— PROVIDED DATA —
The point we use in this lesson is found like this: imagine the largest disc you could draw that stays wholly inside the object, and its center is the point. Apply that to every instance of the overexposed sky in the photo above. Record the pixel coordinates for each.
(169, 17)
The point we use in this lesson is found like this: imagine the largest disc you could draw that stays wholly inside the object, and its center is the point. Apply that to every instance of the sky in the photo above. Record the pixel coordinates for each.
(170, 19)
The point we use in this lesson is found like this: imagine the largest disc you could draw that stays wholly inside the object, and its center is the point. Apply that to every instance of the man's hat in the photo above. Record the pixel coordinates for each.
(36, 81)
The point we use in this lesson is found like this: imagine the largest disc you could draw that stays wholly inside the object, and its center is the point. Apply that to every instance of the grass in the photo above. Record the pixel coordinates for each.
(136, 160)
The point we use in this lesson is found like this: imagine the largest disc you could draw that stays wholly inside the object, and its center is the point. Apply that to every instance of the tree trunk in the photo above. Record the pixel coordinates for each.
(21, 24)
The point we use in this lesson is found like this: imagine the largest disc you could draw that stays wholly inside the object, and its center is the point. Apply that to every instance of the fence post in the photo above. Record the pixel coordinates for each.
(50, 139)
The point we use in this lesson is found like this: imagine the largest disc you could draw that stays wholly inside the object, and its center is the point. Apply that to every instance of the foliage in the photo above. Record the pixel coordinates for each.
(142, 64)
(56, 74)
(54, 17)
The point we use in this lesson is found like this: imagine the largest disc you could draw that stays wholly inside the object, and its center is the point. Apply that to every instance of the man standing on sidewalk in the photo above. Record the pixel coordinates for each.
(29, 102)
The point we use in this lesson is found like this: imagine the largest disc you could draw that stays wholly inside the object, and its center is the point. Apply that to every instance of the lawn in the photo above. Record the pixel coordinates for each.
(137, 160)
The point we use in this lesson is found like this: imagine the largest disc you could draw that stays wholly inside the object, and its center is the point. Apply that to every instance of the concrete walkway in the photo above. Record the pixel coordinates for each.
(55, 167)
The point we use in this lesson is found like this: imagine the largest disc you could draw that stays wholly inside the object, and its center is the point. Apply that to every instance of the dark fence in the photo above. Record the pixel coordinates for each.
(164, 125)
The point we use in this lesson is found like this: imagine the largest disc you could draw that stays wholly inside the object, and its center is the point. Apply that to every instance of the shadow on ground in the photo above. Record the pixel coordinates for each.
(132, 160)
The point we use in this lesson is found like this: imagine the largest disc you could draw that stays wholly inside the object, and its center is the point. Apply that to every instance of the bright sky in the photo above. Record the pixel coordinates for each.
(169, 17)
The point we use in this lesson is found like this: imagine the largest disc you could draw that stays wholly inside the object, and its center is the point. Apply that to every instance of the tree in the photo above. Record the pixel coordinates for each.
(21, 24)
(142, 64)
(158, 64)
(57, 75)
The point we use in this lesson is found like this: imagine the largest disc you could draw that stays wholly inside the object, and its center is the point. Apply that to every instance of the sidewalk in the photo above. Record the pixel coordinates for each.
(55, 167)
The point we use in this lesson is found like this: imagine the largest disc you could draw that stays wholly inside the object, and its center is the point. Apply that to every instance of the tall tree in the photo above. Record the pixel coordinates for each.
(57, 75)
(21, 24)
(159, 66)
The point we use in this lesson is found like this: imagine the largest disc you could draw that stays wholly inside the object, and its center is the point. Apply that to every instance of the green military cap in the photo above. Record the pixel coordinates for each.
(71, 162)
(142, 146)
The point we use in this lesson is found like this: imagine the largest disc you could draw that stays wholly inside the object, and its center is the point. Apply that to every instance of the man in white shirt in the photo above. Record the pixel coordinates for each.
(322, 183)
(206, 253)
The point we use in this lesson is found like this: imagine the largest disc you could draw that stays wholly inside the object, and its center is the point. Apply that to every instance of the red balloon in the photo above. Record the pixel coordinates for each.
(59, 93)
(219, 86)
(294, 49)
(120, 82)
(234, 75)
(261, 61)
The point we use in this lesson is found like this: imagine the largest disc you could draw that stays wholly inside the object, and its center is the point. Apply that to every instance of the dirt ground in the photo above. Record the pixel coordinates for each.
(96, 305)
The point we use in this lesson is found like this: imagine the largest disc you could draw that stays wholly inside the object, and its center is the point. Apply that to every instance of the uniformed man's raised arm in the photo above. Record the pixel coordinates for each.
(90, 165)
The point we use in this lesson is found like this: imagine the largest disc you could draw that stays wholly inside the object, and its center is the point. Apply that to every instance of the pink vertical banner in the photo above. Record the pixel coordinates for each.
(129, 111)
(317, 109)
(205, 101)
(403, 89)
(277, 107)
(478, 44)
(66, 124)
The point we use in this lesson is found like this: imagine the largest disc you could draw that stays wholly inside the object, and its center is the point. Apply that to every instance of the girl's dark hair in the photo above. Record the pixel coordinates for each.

— PROMPT —
Give the records again, exactly as they appear.

— RESPONSE FOR THIS EXERCISE —
The point we use in this lesson is found like this: imagine the largest disc you could draw that stays wholly inside the object, and its center is the point. Apply that to every instance of the overexposed sky in the photo above. Record the pixel coordinates for each.
(169, 17)
The point we use in this lesson is found like this: imagine the largest disc you could draw that stays wholly inside the object, and its center is the point. Apply that to every instance of the sky in the photo above. Record the pixel coordinates for each.
(170, 19)
The point we use in this lesson is found like this: imagine the largest disc you could draw that stays wholly inside the object, and its center is the point. Apply that to every instance of the man's hat in the photo above. Record the pixel coordinates for each.
(36, 81)
The point we use in this lesson is found like this: imagine the largest disc you could draw that stays wholly inside the object, and its center is the point. Apply that to every instance of the grass in the photo above. Record the pixel coordinates for each.
(136, 160)
The point we use in this lesson is found like this: imagine the largest disc you could draw that stays wholly inside the object, and its center is the point. Apply that to every instance of the tree trunk in the photo above. Record the pixel coordinates for each.
(21, 24)
The point we use in this lesson is found like this: imagine the largest disc you could draw that stays wholly inside the object, and its center is the point. Apply that to every instance of the fence post in the photo above. Record the pixel coordinates for each.
(50, 139)
The point we use in this lesson is found like this: imagine the largest disc you could draw that stays wholly inside the object, and its center is the point. Apply that to every instance of the foliage in the photo above. Record the pixel coordinates for each.
(142, 64)
(56, 74)
(54, 17)
The point we use in this lesson is found like this: imagine the largest disc you could draw that stays wholly inside the object, and its center is the point. Apply that to every instance of the man standing on sidewalk in the photo above. Record the pixel coordinates for each.
(29, 102)
The point we use in this lesson is found like this: imagine the largest disc you could draw that stays wholly inside the object, and its center is the point. Apply that to every instance of the lawn in the photo above. Record the pixel coordinates for each.
(137, 160)
The point we use in this lesson is found like this: imagine the largest disc you could draw that stays wholly inside the object, and its center is the point. Apply that to every instance of the concrete walkway in the photo above. Record the pixel coordinates for each.
(55, 167)
The point we use in this lesson is found like this: imagine the largest disc you could draw that stays wholly inside the object, and its center is the point. Apply that to every instance of the dark fence in the photo above. Record the pixel coordinates for each.
(164, 125)
The point we use in this lesson is found like this: imagine the largest disc you could draw that stays wholly inside the object, and its center is the point. Apply that to every instance of the shadow on ground in the photo above. Record the pixel coordinates for each.
(132, 160)
The point we use in this lesson is found like this: imagine the largest disc you could draw that stays wholly inside the object, and its center is the point. Apply that to every instance of the bright sky in the photo above. Record the pixel coordinates for each.
(169, 17)
The point we use in this lesson is found like this: imagine the largest disc you could draw that stays wholly inside the object, and its center is the point. Apply that to every instance of the tree in the photo above. Record the pixel coordinates for each.
(21, 24)
(142, 64)
(158, 64)
(57, 75)
The point we use in this lesson is found like this: imagine the largest disc you could draw that stays wholly inside the object, and its center is the point. Apply that to every instance of the sidewalk in the photo above. Record the pixel coordinates for each.
(55, 167)
The point we use in this lesson is found like this: imagine the largest disc you could draw that stays wholly inside the object, and its center is the point. Apply that to every instance of the tall tree in the photo above. Record the pixel coordinates for each.
(57, 75)
(21, 24)
(159, 66)
The point we use in this lesson is found like this: imagine the largest disc you could draw that stays wholly inside the object, and its center is the point. Apply that to every instance of the green military cap in the photo above. Record the pixel coordinates for each.
(71, 162)
(142, 146)
The point we use in this lesson is found like this: imagine the largest disc you could draw that stays wholly inside the object, and its center is the point. Apply that to every instance of the man in white shirt in the photo above. Record the pixel coordinates for each.
(322, 183)
(206, 253)
The point we use in this lesson is found like this: imagine the largest disc you could draw that stays wholly inside the object, and its center is the point. Apply that to every instance of the red balloon in the photo above. Record the pixel coordinates for each.
(59, 93)
(219, 86)
(294, 49)
(120, 82)
(234, 75)
(261, 61)
The point we use in this lesson is found like this: imagine the largest disc you could draw that stays wholly inside the object, and its center is the point. Apply that to every instance of the dirt ground in the photo above. Record the pixel coordinates for each.
(96, 305)
The point we use in this lesson is found like this: imagine the largest disc you could draw that stays wholly inside the object, and its center is the point. Apply that to every instance of the uniformed man's raised arm in the photo above. Record the pixel coordinates for each.
(90, 165)
The point we use in this lesson is found like this: imagine the largest disc you could draw that stays wholly inside the object, and its center is the point. Apply that to every instance of the pink vertical banner in the photo above. Record the pixel coordinates for each.
(129, 111)
(317, 109)
(205, 101)
(403, 89)
(277, 107)
(478, 44)
(66, 124)
The point we use in this lesson is found like this: imagine the largest disc you could draw that stays wholly inside the object, and its center is the point. Apply that to every instance of the girl's dark hair in the photo above. Record the pixel coordinates for each.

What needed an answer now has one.